● PAGE EXTRACT:
=-=-=-=-=
Monday, February 27, 2012

I laugh in the face at whatever psychic it was that predicted I'll eventually get married. I am way too much trouble for that. 

Friday, February 24, 2012

Seriously, I need to stop browsing OKStupid. It's making me feel irrationally doomed about my place in the area of love. I *am* actually worth responding to and not totally repulsive, right? I'll just keep doing that exercise where I repeat awesome things about myself in my head and believe them.
It doesn't help that I'm really, really thoroughly uncomfortable with trying to fit into the 'male' perspective of dating. I'm much more comfortable being one of those attracting attention rather than attempting to take part in the competition for those women who probably get lopsidedly contacted way more. And I dunno - my messages I've sent and that were ignored were heavily focused on engaging in music dork/humorous misfit talk, and I'm having a really hard time figuring out where I failed in trying to come off as an interesting person in general with them. At this point I would just love any kind of response!

It feels so much like a job search or an overcrowded party where breaking the ice with anyone is really hard and you want to leave, yet you're staying in the event something interesting might happen. You could also add taking a test in school where everyone is scrutinizing your answers - I'm starting to think that if the site existed back when my parents were dating and they met that way, I wouldn't exist right now, either! 

Monday, February 20, 2012

ME: Someone needs to volunteer to be the "tall guy" Mike Rutherford so we can do the "I Can't Dance" dance through Sam's Club. I don't know which one of us would be Tony Banks or Phil Collins, though.

CASEY: I guess I'll be Tony Banks since you might possibly look more like Phil... hard to tell. I'll think of a few ideas for Mike Rutherford though.

ME: Yeah, I think watching this video again I could totally see my 20 years older Dan The Serious Businessman character not far off from Phil Collins. Getting rejected by a woman in favor of an iguana is also something that would totally happen to Dan, heh. 53 years old and still single without a mate! But yeah, it's a shamme I'm not close to 6'3” like Mike – in reality I'm probably more like him than any other Genesis member, with the possible exception of Steve Hackett.
=-=-=-=-=
● ACTION ITEM:
Repeat the blog posts word for word, starting with "ME: Someone needs" and going on through "of Steve Hackett.".

(Source records)
=-=-=-=-=
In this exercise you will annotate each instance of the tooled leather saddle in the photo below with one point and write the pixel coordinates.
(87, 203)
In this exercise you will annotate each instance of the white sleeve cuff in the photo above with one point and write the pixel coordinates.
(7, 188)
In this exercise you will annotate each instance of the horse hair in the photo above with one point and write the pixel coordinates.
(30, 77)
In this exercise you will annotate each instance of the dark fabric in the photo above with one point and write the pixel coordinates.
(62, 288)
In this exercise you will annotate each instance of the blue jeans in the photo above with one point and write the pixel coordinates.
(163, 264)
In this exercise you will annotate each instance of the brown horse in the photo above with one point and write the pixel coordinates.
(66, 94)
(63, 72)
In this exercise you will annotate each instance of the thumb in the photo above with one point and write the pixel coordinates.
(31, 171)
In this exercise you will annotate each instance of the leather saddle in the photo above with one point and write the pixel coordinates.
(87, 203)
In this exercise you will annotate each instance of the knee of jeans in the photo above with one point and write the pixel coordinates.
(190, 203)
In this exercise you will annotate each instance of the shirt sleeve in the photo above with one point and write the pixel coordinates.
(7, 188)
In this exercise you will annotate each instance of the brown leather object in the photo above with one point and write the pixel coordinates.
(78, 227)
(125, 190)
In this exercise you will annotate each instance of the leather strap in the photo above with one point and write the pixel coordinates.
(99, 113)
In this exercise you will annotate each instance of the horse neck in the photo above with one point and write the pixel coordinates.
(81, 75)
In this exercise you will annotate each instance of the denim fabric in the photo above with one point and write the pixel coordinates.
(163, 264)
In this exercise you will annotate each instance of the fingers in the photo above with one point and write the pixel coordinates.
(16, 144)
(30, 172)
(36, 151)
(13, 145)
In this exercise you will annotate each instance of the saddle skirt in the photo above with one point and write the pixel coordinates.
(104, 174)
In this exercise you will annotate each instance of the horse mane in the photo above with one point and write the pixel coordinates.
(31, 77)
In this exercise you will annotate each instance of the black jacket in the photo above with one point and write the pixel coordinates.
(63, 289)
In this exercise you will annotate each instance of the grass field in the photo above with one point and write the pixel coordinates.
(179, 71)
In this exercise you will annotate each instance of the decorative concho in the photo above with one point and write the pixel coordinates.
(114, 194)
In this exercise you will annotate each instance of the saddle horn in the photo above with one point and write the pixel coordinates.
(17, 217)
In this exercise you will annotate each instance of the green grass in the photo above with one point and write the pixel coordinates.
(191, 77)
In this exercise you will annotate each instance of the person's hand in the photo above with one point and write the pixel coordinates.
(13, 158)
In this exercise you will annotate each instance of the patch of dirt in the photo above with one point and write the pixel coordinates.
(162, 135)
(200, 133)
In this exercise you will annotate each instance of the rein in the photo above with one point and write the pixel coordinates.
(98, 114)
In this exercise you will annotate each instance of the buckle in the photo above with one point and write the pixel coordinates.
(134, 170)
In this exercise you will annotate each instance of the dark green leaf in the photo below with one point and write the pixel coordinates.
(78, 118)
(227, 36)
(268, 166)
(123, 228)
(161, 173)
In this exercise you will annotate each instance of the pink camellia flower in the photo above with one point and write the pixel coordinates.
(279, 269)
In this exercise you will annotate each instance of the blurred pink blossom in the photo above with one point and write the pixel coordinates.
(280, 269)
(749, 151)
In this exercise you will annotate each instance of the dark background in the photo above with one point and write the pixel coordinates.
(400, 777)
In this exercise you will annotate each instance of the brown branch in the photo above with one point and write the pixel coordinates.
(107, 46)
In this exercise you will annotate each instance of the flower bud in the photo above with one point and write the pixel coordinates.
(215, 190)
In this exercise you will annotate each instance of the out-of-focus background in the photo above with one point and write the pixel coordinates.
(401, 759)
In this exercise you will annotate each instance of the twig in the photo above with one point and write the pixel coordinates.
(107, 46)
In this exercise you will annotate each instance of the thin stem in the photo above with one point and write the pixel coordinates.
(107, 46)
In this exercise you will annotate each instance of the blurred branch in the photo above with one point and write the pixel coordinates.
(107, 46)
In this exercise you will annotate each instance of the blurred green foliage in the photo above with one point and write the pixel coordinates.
=-=-=-=-=
● RESULT OF THIS TASK:
ME: Someone needs to volunteer to be the "tall guy" Mike Rutherford so we can do the "I Can't Dance" dance through Sam's Club. I don't know which one of us would be Tony Banks or Phil Collins, though.

CASEY: I guess I'll be Tony Banks since you might possibly look more like Phil... hard to tell. I'll think of a few ideas for Mike Rutherford though.

ME: Yeah, I think watching this video again I could totally see my 20 years older Dan The Serious Businessman character not far off from Phil Collins. Getting rejected by a woman in favor of an iguana is also something that would totally happen to Dan, heh. 53 years old and still single without a mate! But yeah, it's a shamme I'm not close to 6'3” like Mike – in reality I'm probably more like him than any other Genesis member, with the possible exception of Steve Hackett.